↓↓↓

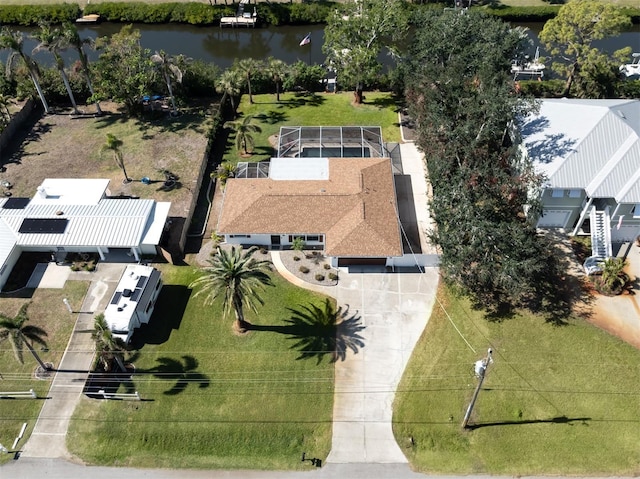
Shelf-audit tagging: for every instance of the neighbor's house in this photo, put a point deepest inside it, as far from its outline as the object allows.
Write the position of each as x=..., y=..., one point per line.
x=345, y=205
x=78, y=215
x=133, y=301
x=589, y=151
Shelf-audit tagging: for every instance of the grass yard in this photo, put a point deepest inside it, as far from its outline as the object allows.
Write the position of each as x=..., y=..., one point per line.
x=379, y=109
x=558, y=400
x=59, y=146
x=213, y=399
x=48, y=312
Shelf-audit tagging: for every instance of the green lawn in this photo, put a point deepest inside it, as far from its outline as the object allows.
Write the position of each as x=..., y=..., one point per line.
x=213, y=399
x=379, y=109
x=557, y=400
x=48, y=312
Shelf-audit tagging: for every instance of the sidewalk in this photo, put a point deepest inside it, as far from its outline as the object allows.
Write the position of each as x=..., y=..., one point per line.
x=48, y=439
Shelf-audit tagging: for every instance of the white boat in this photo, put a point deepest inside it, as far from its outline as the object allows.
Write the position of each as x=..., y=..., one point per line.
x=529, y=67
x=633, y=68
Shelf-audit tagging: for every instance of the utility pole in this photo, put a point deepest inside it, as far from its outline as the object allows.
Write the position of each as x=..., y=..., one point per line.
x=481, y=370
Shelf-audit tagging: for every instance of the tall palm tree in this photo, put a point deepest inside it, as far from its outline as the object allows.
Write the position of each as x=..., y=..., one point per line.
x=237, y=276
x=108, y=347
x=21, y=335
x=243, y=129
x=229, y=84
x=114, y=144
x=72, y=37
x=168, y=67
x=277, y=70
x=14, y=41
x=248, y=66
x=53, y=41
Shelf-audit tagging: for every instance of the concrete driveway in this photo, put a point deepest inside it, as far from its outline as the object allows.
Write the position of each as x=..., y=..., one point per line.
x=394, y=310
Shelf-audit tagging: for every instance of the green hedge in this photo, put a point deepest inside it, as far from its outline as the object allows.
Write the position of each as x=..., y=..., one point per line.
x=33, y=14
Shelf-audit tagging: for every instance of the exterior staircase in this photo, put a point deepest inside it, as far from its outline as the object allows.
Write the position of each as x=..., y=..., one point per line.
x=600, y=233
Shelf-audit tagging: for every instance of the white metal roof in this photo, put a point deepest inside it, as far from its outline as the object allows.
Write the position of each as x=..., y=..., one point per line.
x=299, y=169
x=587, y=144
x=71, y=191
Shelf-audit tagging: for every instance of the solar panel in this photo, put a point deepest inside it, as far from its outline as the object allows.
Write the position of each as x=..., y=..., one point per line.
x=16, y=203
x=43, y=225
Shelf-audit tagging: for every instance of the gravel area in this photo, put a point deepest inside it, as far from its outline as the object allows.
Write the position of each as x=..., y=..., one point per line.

↑↑↑

Pictures appear in the records above. Output everything except them, exactly.

Written solution
Shelf-audit tagging: for every instance of the neighbor's house in this photo, put a point deepest inside it, as far from its outline as the object allows.
Write the position of each as x=..., y=..., one point per line.
x=345, y=205
x=78, y=215
x=133, y=301
x=589, y=151
Shelf-audit tagging: for every instance of the grass yard in this photo, put a point deepest inside it, as far from its outline as the object allows.
Write the position of each as x=..., y=..., one point per line.
x=379, y=109
x=558, y=400
x=59, y=146
x=213, y=399
x=48, y=312
Shelf-audit tagging: for every instance of the green lawn in this photo, put a point deepest inside it, as far from its outline as the object allows.
Write the position of each as x=..., y=..., one point per line.
x=213, y=399
x=379, y=109
x=557, y=400
x=48, y=312
Shelf-audit tagging: for every instance of the sidewalk in this photo, put a point deepest inside it, as far from its outline as the object allows.
Write the position of each as x=..., y=..., one point per line.
x=48, y=439
Shelf-audit tagging: for every instance of the white boat in this photo, put a point deepest inside it, as far from its outline as the object allows.
Write the position of each as x=..., y=..., one point per line.
x=529, y=67
x=633, y=68
Shelf-audit tagging: for every instance of the utility pole in this photo, put a point deepest inside it, as far from its outline as the object allows.
Write the position of each as x=..., y=..., one point per line.
x=481, y=370
Shelf-audit tagging: for every instance of the tall palm tree in this photo, put a point deepest inside it, as far from its outline as the object allows.
Write the position of each as x=..., y=..., one point per line.
x=237, y=276
x=108, y=347
x=21, y=335
x=243, y=129
x=229, y=84
x=114, y=144
x=72, y=37
x=168, y=67
x=277, y=70
x=14, y=41
x=248, y=66
x=53, y=41
Shelf-audit tagging: for every instance of the concrete driveway in this photo, put a point deepest inside it, as far from its outline as the object allows.
Write the position of each as x=..., y=..., one point per line.
x=394, y=310
Shelf-audit tagging: for every instance of the green hedge in this photo, put a point deepest inside it, as far from its outline as the object allows.
Write the position of each as x=..., y=..., one point per line.
x=33, y=14
Shelf-audit tagging: for every instance of the exterior staircase in this photo, put a point deepest inside it, as far from its outline as the object allows.
Write the position of each as x=..., y=..., one point per line.
x=600, y=233
Shelf-audit tagging: for every instance of the white metal roof in this photo, put a point deepest inside it, as far from its outline as the object allows.
Write the position of each as x=..., y=..., one point per line.
x=299, y=169
x=587, y=144
x=71, y=191
Shelf-audit tagging: for every instance of the solar panel in this photo, put a point deepest inside it, as far from its outline as the object allows.
Write the position of each as x=..., y=..., one point per line.
x=16, y=203
x=43, y=225
Shelf-audit tagging: for every instance of the gravel area in this photo, put a point deepest inside it, as far from its outline as the object allows.
Write the position of each as x=..., y=..., one point per line.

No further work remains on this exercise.